— Start —

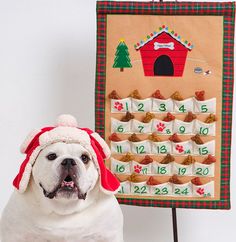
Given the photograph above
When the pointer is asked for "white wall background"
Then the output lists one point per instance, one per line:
(47, 67)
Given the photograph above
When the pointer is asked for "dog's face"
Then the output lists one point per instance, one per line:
(65, 171)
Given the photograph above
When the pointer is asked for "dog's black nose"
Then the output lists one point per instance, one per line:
(68, 162)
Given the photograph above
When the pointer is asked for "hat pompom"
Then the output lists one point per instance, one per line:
(66, 120)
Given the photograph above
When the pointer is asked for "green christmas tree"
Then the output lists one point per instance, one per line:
(122, 59)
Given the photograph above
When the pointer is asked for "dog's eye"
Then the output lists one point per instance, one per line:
(52, 156)
(85, 158)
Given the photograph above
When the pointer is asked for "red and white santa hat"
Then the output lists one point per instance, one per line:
(66, 130)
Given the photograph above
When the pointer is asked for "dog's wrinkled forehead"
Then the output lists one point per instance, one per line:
(65, 134)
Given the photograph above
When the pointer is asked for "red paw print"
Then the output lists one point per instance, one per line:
(137, 168)
(160, 127)
(118, 106)
(200, 191)
(179, 148)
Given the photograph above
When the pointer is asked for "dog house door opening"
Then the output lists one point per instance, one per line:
(163, 66)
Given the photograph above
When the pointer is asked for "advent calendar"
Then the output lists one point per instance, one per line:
(164, 89)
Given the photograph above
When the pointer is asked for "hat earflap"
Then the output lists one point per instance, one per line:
(109, 184)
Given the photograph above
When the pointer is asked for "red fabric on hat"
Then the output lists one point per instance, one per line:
(108, 181)
(31, 147)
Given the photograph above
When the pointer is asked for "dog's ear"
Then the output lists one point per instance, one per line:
(109, 184)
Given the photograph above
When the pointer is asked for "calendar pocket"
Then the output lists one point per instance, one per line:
(162, 169)
(162, 127)
(162, 106)
(141, 168)
(181, 127)
(118, 126)
(120, 167)
(140, 127)
(206, 190)
(120, 147)
(161, 148)
(204, 149)
(200, 169)
(206, 106)
(183, 106)
(139, 188)
(182, 190)
(182, 170)
(124, 188)
(182, 148)
(141, 147)
(164, 189)
(121, 105)
(204, 128)
(143, 105)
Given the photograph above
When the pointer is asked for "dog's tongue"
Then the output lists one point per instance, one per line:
(68, 184)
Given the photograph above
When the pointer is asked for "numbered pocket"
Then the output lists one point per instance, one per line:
(139, 188)
(207, 106)
(204, 149)
(118, 126)
(162, 106)
(162, 127)
(120, 167)
(181, 127)
(124, 188)
(141, 147)
(206, 190)
(200, 169)
(182, 148)
(120, 147)
(144, 105)
(140, 168)
(161, 148)
(183, 106)
(204, 128)
(140, 127)
(182, 190)
(182, 170)
(121, 105)
(164, 189)
(162, 169)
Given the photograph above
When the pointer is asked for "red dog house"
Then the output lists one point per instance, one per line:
(163, 53)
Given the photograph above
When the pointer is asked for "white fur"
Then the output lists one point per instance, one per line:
(33, 217)
(66, 120)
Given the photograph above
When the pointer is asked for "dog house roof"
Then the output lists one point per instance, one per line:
(167, 30)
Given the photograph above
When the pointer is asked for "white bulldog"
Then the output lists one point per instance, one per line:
(64, 193)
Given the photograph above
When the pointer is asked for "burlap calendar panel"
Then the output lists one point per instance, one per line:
(164, 100)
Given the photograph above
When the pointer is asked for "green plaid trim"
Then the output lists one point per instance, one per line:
(175, 8)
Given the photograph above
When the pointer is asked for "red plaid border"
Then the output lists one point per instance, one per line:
(174, 8)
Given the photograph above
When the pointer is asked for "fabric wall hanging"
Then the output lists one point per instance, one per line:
(164, 90)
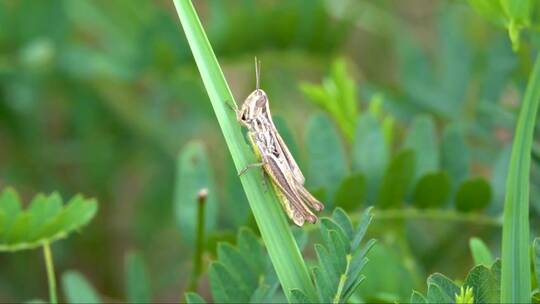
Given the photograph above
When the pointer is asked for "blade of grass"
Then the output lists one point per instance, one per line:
(283, 251)
(516, 274)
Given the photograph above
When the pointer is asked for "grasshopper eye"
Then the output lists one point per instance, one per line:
(260, 102)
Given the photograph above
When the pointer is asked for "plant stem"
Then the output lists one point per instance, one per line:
(515, 272)
(197, 256)
(50, 272)
(276, 234)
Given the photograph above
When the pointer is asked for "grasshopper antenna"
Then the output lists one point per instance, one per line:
(257, 73)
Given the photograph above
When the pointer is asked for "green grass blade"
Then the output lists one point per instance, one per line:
(283, 251)
(516, 274)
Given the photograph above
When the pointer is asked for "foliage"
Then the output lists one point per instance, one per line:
(243, 273)
(482, 280)
(44, 221)
(416, 112)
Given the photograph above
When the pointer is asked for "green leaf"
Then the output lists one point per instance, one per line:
(194, 298)
(328, 264)
(252, 249)
(226, 288)
(299, 296)
(536, 258)
(272, 223)
(136, 279)
(387, 276)
(35, 301)
(324, 287)
(263, 293)
(363, 225)
(342, 219)
(328, 225)
(193, 175)
(286, 134)
(10, 207)
(327, 166)
(441, 289)
(517, 10)
(480, 252)
(337, 95)
(350, 193)
(45, 220)
(417, 297)
(397, 178)
(473, 194)
(238, 266)
(489, 9)
(77, 289)
(421, 140)
(484, 285)
(301, 236)
(432, 190)
(516, 273)
(370, 153)
(455, 158)
(498, 179)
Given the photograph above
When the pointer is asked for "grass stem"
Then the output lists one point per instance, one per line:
(51, 278)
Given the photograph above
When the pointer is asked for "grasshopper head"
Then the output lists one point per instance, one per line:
(254, 106)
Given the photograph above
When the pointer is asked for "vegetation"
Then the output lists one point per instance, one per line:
(414, 124)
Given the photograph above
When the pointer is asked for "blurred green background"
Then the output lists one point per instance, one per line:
(100, 97)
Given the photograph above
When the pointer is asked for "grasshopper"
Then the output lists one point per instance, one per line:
(275, 157)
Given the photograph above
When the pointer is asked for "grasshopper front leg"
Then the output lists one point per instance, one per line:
(255, 165)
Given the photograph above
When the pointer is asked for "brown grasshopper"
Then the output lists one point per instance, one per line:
(275, 157)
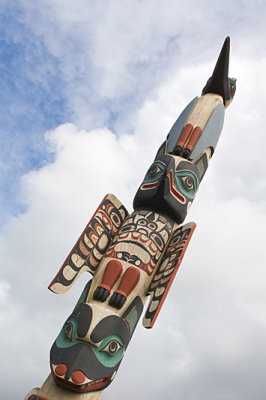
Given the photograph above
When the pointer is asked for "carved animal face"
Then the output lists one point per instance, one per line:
(89, 349)
(170, 185)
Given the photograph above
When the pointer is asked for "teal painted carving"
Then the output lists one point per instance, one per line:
(135, 257)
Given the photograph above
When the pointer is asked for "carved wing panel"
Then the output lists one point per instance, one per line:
(166, 272)
(92, 244)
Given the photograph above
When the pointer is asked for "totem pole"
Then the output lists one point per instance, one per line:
(133, 257)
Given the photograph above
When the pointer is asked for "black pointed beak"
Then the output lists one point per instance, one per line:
(218, 82)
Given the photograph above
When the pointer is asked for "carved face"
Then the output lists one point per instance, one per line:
(170, 185)
(89, 348)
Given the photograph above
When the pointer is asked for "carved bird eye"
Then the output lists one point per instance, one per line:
(154, 172)
(188, 182)
(112, 347)
(69, 330)
(154, 169)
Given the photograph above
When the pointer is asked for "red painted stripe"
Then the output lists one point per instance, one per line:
(194, 138)
(172, 277)
(184, 135)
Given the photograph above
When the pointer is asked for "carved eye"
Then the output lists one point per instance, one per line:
(112, 347)
(115, 219)
(154, 172)
(154, 169)
(152, 226)
(69, 330)
(188, 182)
(135, 261)
(142, 222)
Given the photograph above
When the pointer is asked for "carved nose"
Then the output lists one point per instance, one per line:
(78, 377)
(60, 369)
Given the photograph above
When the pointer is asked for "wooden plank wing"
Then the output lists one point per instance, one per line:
(92, 244)
(166, 272)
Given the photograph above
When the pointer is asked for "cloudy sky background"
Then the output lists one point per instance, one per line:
(89, 91)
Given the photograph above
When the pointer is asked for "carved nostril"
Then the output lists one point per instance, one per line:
(60, 369)
(78, 377)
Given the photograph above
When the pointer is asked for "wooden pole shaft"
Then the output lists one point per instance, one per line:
(51, 391)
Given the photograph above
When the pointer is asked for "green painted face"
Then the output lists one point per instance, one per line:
(110, 351)
(187, 182)
(232, 86)
(154, 173)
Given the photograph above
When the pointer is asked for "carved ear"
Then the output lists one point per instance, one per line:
(202, 161)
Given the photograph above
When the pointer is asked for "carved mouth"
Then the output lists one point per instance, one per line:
(147, 186)
(90, 386)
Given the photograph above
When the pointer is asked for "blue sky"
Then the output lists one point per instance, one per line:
(89, 91)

— End —

Report how many lines of the records contain the string "calendar", with case counting. Give only the number.

» Written response: 3